— Begin —

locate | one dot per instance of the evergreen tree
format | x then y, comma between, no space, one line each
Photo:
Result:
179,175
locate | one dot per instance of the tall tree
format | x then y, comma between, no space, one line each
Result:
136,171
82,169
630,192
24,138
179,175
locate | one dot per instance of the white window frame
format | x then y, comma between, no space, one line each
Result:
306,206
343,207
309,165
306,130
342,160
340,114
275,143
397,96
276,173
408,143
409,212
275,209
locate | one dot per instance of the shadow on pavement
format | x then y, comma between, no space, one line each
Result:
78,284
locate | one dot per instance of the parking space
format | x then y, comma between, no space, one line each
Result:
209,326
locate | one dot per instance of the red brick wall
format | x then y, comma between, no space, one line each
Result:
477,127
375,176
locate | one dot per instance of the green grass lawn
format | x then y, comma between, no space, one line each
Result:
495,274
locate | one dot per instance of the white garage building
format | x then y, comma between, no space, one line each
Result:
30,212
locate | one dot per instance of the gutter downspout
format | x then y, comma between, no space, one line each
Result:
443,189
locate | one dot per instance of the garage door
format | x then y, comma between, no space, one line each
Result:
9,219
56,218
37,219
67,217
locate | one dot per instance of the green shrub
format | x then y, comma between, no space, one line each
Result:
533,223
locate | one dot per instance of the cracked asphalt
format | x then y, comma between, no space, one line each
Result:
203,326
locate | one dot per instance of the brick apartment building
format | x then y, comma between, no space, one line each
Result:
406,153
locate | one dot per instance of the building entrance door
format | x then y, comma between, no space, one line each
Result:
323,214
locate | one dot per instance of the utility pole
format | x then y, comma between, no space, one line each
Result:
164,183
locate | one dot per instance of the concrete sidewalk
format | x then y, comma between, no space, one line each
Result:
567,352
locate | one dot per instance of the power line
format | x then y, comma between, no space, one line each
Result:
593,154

— End —

Can you restate every record above word for word?

locate | one dot per instance of the evergreen tree
format | x then y, comma between, no space, one line each
Photo:
Result:
179,175
locate | one dot per instance of the tall tree
format | x then y, comma between, no space, one line each
Result:
136,171
82,169
630,192
24,138
179,175
locate | one dot per instance of the white window frame
format | x then y, comma between, no space, one line each
Result:
306,206
343,207
309,165
306,130
342,160
340,114
275,143
397,96
276,173
408,143
409,212
275,209
locate | one dot per instance of the shadow on pavement
format | x then y, comma between, no space, one line each
Result:
78,284
locate | one dot per instance of the parking space
format | x then y, comma between, no space, one line each
Result:
209,326
locate | one dot per instance of the red brick wall
format | x then y, comma between, no space, one line each
Result:
477,127
375,176
locate | one dot per instance of the green grass lawn
format | x then y, comma between, no space, one line each
Result:
495,274
locate | one dot per instance of the white garage building
format | x then y, comma between, no space, one line each
Result:
30,212
locate | one dot per instance of the gutter downspout
format | x then y, comma between, no space, one line each
Result:
443,189
locate | one dot per instance of the garage door
format | x then y, comma between, no space, one line each
Result:
9,219
56,218
37,219
67,217
locate | one dot per instance of the green shrub
format | x then y, comma between, no space, one line each
Result:
533,223
locate | one dot per instance of the cracked asphalt
format | x then y, comma between, no space, one line each
Result:
203,326
locate | one dot per instance of the brick apartment building
format | x then y, comma between, no space, one line each
Result:
406,153
locate | one dot per instance of the building entrance door
format | x then y, comma between, no space, one line each
Result:
323,214
locate | one dot per instance of the utility pole
format | x then y, comma between, no space, one line each
Result:
164,183
locate | one dot per instance of the concrete sidewalk
format | x then y, comma between, no space, one line each
Result:
567,352
locate | one dot per instance of the power line
format | x then y, comma between, no space, one line each
Result:
593,154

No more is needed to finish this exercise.